▸ Objetivo A:
Que técnica Joana Dobereiner descreve no texto sobre o judô na agricultura?

▸ Texto fornecido:
O Judô na Agricultura

 Moacir Sales Medrado[1]

 

 

No tatame da agricultura, enfrentamos adversários de diversas naturezas. Dentre eles, tem-se incluído o mato como um inimigo a ser combatido com a arma mais letal de nosso arsenal:  o herbicida químico. Uma arma que exige cuidados e técnicas refinadas pois quando usado indiscriminadamente, além de oneroso, carrega consigo riscos ambientais e para a saúde humana, sem mencionar a contribuição para o surgimento de ervas resistentes, perpetuando o ciclo de guerra contra o mato.

 

Em um mundo que frequentemente escolhe o confronto direto em detrimento da harmonia com a natureza, a mensagem de Joana Dobereiner ressoa como um chamado ao equilíbrio e à sabedoria. Ao descrever a técnica da cobertura morta, ela nos apresenta não apenas uma prática agrícola, mas uma filosofia que respeita os ciclos e os processos naturais. Inspirado por seus ensinamentos vamos tecer uma crônica que entrelace a sabedoria ancestral da cobertura morta com a necessidade urgente de abraçarmos práticas agrícolas mais sustentáveis e respeitosas com o meio ambiente.

▸ Linhas fornecidas:
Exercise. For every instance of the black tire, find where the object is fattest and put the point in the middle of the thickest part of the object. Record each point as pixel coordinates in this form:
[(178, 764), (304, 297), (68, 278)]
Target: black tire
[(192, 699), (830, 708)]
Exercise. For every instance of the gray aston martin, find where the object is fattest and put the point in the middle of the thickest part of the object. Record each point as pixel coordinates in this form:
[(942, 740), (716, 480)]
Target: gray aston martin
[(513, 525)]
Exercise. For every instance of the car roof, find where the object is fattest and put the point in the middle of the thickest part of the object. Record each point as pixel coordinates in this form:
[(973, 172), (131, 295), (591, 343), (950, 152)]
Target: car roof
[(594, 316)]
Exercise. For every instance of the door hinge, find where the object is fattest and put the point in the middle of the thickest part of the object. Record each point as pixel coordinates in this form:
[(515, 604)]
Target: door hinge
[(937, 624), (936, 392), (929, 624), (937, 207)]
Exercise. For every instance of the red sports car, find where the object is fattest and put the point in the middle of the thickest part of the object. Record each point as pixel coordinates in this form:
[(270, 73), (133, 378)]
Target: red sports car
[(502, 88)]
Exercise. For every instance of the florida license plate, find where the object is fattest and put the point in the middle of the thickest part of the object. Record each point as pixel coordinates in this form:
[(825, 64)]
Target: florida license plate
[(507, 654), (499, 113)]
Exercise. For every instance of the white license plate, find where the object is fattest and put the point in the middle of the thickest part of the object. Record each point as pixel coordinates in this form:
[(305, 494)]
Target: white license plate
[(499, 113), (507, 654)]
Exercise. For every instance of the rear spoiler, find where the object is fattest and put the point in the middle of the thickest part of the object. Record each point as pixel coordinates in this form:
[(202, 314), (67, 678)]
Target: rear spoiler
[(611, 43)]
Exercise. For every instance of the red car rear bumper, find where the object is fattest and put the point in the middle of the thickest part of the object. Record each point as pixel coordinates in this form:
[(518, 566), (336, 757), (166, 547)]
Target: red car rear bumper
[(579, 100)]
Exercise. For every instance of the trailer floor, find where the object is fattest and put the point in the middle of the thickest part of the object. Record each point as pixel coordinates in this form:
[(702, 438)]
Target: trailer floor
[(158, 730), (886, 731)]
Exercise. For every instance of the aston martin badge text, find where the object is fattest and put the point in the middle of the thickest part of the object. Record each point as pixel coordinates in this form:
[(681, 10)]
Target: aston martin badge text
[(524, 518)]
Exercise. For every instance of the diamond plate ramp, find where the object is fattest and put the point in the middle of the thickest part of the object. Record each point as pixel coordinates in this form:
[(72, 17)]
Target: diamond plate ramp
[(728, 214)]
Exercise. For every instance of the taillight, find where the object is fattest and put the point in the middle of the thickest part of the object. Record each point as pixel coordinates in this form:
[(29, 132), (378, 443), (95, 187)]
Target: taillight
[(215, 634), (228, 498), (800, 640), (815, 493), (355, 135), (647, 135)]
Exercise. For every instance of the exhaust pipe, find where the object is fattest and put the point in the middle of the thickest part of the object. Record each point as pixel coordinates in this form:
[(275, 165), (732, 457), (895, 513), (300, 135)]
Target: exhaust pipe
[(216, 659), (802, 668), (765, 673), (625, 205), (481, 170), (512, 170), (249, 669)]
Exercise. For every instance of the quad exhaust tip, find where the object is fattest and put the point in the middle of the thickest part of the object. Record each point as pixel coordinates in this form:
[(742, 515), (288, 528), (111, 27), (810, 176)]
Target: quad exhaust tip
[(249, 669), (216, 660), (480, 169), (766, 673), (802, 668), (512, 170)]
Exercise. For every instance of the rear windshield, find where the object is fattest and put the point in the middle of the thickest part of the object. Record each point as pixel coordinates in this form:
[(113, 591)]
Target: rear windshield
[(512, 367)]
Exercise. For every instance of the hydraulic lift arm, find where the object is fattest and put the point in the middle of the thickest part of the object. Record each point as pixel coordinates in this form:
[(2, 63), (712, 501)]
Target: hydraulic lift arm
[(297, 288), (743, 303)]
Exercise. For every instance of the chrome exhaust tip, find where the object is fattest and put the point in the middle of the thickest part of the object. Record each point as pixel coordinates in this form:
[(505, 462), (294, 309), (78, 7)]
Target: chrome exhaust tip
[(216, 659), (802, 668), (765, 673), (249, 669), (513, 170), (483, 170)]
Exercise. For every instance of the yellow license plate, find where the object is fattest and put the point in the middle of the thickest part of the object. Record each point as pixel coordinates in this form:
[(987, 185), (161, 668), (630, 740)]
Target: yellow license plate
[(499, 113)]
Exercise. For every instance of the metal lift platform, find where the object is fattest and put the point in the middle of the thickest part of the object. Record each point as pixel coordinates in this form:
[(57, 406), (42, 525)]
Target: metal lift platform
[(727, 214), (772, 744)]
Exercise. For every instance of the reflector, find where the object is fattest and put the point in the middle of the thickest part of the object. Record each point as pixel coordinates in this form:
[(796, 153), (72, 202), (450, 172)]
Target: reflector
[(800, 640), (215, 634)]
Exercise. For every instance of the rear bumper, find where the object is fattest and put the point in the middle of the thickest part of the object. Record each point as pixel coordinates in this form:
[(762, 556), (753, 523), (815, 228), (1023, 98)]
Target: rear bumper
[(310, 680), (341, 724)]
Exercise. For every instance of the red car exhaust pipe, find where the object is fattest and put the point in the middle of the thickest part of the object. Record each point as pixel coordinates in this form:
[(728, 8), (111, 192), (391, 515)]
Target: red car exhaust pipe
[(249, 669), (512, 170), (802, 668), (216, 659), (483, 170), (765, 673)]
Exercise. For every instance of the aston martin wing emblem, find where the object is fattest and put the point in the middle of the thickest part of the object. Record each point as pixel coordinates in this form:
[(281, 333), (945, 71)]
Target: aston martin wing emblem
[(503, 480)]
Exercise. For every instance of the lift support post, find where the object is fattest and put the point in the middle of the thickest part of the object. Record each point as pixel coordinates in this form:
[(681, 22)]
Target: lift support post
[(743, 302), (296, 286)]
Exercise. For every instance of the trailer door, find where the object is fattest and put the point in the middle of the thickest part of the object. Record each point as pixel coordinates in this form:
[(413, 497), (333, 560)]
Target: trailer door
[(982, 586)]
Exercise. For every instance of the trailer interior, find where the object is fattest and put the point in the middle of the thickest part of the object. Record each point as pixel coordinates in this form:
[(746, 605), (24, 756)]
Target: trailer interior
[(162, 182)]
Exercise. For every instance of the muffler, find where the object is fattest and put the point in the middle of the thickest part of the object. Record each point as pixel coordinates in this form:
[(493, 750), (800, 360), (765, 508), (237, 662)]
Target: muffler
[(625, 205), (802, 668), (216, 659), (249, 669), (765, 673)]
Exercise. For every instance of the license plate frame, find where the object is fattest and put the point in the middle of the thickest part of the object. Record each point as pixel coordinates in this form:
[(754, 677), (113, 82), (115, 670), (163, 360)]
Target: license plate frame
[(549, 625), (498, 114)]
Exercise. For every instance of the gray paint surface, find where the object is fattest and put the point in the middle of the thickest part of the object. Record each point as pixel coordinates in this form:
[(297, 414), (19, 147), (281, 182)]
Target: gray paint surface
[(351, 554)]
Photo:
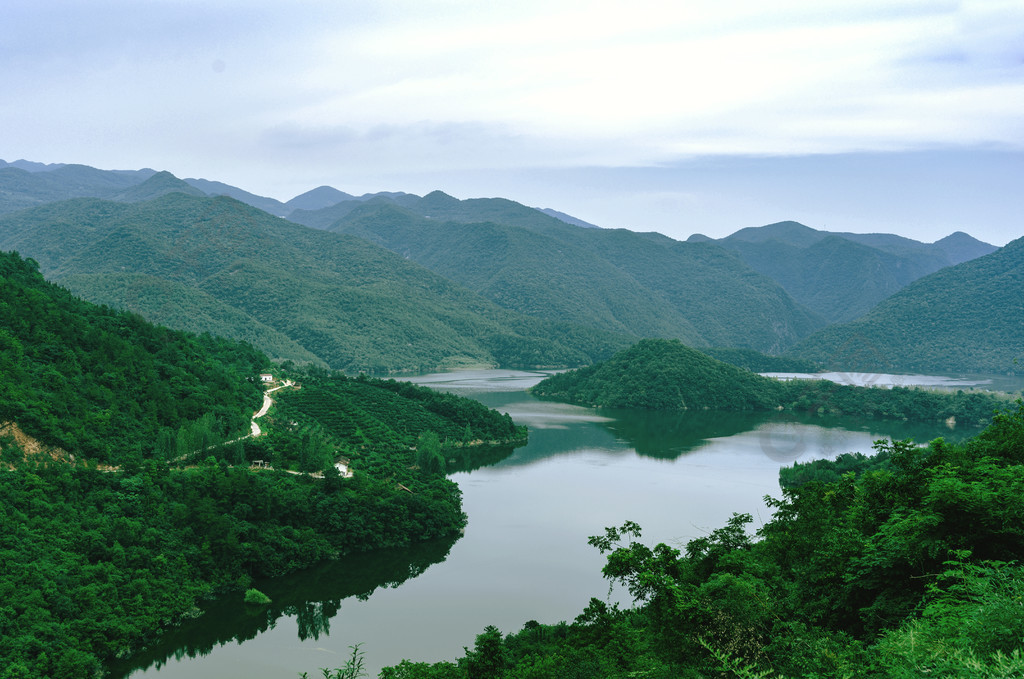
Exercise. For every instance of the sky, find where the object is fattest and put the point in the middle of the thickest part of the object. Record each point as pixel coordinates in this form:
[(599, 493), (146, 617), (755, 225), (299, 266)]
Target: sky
[(681, 117)]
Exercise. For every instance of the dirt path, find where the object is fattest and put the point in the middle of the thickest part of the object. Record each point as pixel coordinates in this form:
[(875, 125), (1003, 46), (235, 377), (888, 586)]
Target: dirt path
[(267, 402)]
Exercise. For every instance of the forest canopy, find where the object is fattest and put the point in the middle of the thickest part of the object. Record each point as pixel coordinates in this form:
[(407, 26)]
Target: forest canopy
[(668, 375)]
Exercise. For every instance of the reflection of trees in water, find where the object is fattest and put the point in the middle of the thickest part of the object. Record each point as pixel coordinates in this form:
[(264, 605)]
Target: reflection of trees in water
[(313, 596), (668, 435), (468, 459)]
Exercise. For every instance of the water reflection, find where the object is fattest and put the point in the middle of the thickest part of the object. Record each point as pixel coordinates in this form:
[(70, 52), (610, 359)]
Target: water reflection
[(312, 596), (784, 437)]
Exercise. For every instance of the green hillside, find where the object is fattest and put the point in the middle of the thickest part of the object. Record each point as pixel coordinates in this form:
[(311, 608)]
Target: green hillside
[(968, 317), (843, 276), (665, 375), (19, 188), (109, 385), (522, 270), (642, 284), (98, 562), (350, 304)]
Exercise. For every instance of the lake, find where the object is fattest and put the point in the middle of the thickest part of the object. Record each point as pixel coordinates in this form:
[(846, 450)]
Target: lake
[(524, 554)]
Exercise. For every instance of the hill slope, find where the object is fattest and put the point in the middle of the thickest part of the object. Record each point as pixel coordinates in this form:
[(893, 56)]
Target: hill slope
[(642, 284), (968, 317), (842, 276), (107, 384), (349, 303)]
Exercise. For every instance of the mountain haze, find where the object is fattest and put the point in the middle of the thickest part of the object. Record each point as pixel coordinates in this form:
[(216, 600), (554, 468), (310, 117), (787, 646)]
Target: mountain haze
[(968, 317), (347, 302), (842, 276), (646, 285)]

▸ Objetivo B:
Devolva, sem nenhuma alteração, as linhas fornecidas que começam na linha que contém "Exercise. For every instance of the reflector, find" e seguem até a linha que contém "[(800, 640), (215, 634)]", incluindo as duas.

▸ Resposta completa A:
A técnica da cobertura morta.

▸ Resposta completa B:
Exercise. For every instance of the reflector, find where the object is fattest and put the point in the middle of the thickest part of the object. Record each point as pixel coordinates in this form:
[(796, 153), (72, 202), (450, 172)]
Target: reflector
[(800, 640), (215, 634)]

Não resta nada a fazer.